■ Input material
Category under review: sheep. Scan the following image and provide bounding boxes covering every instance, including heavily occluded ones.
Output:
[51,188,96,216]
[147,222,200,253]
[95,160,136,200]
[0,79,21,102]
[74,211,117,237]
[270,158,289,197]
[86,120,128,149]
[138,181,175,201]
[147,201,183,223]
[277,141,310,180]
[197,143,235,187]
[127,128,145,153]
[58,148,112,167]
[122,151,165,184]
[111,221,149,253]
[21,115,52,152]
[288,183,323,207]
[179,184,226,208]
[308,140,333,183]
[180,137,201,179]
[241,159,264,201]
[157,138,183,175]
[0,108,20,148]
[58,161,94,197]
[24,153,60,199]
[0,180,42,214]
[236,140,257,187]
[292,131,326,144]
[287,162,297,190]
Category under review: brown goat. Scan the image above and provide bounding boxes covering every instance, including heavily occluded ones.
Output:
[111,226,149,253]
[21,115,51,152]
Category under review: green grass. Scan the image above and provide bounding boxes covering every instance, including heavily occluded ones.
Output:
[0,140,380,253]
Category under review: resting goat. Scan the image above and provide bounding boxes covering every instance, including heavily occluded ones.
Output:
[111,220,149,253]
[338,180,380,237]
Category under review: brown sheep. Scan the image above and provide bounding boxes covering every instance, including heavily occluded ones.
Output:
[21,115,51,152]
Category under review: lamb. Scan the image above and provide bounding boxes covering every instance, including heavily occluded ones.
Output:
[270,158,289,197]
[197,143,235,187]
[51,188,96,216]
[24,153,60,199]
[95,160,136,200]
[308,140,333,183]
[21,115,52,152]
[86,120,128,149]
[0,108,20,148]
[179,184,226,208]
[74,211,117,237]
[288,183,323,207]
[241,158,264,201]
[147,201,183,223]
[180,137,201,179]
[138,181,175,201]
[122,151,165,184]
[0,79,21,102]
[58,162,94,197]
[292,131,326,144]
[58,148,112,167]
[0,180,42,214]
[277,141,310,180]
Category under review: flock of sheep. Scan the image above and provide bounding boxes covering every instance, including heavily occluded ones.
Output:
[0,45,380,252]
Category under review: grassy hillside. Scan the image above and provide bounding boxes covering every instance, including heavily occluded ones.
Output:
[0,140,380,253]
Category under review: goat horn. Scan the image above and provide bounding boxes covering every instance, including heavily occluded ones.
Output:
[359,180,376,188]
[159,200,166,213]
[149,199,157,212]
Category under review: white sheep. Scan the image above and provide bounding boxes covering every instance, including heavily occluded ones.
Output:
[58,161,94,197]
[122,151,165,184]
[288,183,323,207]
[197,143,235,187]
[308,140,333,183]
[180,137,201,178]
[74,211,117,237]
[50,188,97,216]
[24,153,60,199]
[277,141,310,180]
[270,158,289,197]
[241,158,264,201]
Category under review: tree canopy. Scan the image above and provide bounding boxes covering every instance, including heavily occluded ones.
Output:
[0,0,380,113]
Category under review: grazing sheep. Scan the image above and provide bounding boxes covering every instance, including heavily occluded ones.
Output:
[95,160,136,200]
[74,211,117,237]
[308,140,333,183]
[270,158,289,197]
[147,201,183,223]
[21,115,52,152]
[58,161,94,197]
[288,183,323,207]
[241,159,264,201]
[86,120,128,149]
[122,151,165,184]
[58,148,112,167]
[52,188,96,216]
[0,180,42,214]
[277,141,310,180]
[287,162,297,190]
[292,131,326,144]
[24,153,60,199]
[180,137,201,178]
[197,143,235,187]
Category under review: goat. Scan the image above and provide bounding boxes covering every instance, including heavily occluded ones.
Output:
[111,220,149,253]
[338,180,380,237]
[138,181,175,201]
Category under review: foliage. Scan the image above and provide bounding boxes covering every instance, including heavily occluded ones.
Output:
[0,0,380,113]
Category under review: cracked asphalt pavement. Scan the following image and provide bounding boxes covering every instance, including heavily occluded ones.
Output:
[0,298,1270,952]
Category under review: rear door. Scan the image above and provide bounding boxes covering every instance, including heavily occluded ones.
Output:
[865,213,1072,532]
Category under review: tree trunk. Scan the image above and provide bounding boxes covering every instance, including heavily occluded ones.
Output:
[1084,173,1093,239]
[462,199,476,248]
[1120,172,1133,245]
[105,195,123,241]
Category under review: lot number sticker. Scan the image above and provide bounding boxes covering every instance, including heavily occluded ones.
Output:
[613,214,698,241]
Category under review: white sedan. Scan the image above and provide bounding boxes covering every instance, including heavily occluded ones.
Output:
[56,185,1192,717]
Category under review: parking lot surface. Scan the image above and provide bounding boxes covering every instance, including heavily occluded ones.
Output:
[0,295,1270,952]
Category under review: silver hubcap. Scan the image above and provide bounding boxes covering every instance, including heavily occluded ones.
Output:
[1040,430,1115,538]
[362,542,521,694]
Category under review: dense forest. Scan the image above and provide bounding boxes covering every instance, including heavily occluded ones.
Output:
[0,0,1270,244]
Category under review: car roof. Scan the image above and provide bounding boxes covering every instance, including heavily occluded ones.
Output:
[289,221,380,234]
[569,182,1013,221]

■ Task to carry out
Return the lines from the one with "Category under review: cracked" to the one with "[56,185,1192,717]", both included, exactly as they stand.

■ Completed exercise
Category under review: cracked asphalt pavement. Scan the following image and provide bounding boxes covering every instance, including heavily occluded ones.
Output:
[0,298,1270,952]
Category under review: rear door. Scan the image above and provide bounding boxes covering every instance, including heavily occluded ones.
Output:
[865,213,1072,532]
Category under review: tree trunk. Scan the image above and provide bounding boxes covering every instance, including heavily occluded ones.
Output:
[1084,173,1093,239]
[462,199,476,248]
[1120,172,1133,245]
[105,195,123,241]
Category under review: lot number sticker. Scan the image above and provide bounding boxes covering every instance, including heavily occluded ones.
Output:
[613,214,698,241]
Category under review: white sedan. Scan the image above and provide bounding boxes covering every instance, including heavily occluded ones.
Output:
[56,185,1192,717]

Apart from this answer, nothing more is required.